TASK STATEMENT
Count the lines below that contain the string "black", where uppercase and lowercase must match. Reply with the number alone.

PROVIDED RECORDS

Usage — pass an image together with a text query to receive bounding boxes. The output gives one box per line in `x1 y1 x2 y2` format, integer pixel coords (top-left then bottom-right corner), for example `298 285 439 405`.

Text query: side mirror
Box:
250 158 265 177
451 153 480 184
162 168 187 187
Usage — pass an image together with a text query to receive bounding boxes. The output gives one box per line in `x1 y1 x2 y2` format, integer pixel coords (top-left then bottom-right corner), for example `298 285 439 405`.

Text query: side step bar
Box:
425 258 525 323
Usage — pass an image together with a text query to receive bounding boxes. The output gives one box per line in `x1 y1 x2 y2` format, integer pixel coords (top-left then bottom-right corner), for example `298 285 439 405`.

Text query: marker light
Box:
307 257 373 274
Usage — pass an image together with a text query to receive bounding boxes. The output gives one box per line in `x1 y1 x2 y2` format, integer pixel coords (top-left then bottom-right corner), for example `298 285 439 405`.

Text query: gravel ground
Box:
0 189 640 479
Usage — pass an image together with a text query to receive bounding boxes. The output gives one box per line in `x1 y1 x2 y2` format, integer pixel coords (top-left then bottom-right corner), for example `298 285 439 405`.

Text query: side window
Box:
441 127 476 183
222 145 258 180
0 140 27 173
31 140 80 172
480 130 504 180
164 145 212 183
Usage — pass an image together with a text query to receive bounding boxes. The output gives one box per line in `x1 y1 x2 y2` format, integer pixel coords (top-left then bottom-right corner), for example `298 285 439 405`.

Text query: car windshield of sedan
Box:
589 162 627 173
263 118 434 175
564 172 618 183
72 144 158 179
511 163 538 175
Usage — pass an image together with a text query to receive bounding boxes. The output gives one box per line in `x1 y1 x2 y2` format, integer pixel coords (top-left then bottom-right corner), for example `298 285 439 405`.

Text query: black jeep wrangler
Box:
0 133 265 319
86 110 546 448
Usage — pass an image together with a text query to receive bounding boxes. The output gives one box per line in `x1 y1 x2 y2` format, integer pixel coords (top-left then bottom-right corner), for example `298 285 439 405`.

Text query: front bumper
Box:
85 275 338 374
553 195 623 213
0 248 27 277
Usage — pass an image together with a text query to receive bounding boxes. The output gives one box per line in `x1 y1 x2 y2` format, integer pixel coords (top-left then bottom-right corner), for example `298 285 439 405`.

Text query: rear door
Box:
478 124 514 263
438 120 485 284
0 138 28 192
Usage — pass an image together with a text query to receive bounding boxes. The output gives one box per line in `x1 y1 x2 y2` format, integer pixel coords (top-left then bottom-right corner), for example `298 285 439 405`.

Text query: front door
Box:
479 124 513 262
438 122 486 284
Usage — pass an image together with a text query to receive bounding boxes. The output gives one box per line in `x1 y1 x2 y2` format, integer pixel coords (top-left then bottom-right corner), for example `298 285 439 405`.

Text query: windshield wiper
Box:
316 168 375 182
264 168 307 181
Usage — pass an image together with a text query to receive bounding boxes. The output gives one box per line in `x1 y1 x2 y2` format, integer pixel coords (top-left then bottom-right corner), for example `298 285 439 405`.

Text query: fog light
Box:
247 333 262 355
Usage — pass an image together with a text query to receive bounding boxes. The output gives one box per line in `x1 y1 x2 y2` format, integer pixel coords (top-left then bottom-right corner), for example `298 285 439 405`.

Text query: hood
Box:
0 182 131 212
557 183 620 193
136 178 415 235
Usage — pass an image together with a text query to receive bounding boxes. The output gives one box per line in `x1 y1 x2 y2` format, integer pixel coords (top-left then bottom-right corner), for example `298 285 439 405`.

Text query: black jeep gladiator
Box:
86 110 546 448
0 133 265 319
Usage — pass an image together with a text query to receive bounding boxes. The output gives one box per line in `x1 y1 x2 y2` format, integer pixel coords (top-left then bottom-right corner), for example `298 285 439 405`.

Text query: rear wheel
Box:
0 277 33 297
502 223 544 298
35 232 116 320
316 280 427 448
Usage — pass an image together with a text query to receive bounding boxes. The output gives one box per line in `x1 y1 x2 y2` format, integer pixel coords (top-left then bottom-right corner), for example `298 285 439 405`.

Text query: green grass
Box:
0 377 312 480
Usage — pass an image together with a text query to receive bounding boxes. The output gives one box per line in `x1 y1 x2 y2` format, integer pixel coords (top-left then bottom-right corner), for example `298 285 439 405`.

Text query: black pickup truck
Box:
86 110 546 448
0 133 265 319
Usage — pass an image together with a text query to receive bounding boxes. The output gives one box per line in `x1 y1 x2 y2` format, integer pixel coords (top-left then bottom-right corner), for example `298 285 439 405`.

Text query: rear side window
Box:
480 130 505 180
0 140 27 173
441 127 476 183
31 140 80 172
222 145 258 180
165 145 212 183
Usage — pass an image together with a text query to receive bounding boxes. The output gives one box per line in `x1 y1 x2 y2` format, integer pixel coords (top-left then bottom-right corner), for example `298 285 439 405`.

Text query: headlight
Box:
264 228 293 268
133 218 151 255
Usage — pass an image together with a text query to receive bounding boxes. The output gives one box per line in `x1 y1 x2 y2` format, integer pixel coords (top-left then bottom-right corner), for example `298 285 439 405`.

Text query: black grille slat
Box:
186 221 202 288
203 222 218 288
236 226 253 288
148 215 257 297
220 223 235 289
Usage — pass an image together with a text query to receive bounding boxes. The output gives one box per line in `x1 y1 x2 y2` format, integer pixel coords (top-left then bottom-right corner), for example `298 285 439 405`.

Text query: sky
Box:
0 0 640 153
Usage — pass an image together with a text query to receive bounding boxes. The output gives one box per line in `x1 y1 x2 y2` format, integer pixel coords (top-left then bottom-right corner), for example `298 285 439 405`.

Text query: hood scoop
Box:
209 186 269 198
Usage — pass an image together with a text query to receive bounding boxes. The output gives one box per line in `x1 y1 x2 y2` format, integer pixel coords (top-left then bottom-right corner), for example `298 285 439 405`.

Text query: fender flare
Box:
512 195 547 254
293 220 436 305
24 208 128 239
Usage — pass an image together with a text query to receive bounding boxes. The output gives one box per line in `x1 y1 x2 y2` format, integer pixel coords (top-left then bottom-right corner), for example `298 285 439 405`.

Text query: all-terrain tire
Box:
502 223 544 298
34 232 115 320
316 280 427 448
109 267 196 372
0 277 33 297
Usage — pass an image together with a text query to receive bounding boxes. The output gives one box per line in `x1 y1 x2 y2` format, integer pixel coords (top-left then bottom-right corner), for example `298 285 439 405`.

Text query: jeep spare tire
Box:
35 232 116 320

* * *

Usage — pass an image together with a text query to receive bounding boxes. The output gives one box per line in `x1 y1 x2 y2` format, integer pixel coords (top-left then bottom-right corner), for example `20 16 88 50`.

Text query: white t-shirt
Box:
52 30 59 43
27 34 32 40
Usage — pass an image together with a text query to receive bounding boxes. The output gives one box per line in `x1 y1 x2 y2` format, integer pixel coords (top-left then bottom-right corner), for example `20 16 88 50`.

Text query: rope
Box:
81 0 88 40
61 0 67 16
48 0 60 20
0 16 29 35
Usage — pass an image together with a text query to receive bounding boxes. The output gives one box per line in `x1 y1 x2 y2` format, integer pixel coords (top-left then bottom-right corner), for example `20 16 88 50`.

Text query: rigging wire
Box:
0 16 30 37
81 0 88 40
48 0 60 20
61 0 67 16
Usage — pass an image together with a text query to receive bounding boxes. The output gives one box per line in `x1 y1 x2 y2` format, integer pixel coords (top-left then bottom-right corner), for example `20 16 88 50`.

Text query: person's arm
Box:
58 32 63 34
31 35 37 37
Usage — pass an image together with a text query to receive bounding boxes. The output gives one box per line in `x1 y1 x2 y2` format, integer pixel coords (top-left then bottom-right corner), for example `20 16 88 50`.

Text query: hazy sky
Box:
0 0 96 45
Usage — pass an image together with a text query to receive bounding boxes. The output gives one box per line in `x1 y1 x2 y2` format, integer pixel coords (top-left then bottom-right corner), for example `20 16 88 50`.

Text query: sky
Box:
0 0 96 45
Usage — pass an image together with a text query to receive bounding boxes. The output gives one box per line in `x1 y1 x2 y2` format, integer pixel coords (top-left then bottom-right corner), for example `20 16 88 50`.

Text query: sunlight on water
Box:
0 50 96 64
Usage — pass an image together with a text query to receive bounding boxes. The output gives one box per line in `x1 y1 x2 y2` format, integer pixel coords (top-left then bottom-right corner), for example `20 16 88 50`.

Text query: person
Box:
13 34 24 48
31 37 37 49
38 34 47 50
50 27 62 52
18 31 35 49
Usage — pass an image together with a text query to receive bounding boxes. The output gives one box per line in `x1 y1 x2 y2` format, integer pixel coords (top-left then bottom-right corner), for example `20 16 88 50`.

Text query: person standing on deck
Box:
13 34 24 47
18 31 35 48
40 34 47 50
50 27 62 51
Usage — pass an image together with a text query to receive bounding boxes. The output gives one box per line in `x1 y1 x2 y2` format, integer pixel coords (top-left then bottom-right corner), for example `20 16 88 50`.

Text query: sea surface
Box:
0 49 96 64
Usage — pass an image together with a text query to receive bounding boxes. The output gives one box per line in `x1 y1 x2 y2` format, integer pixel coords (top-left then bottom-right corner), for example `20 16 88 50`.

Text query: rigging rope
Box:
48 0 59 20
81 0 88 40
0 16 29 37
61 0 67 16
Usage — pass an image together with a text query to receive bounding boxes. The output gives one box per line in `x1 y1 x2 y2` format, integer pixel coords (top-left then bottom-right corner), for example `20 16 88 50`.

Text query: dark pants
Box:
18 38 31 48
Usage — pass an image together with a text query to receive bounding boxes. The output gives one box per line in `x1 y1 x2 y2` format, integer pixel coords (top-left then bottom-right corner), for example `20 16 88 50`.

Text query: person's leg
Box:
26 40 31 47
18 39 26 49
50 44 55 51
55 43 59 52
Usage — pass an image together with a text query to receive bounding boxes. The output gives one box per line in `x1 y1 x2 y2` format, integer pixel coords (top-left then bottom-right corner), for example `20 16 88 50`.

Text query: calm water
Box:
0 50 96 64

CORRECT OUTPUT
4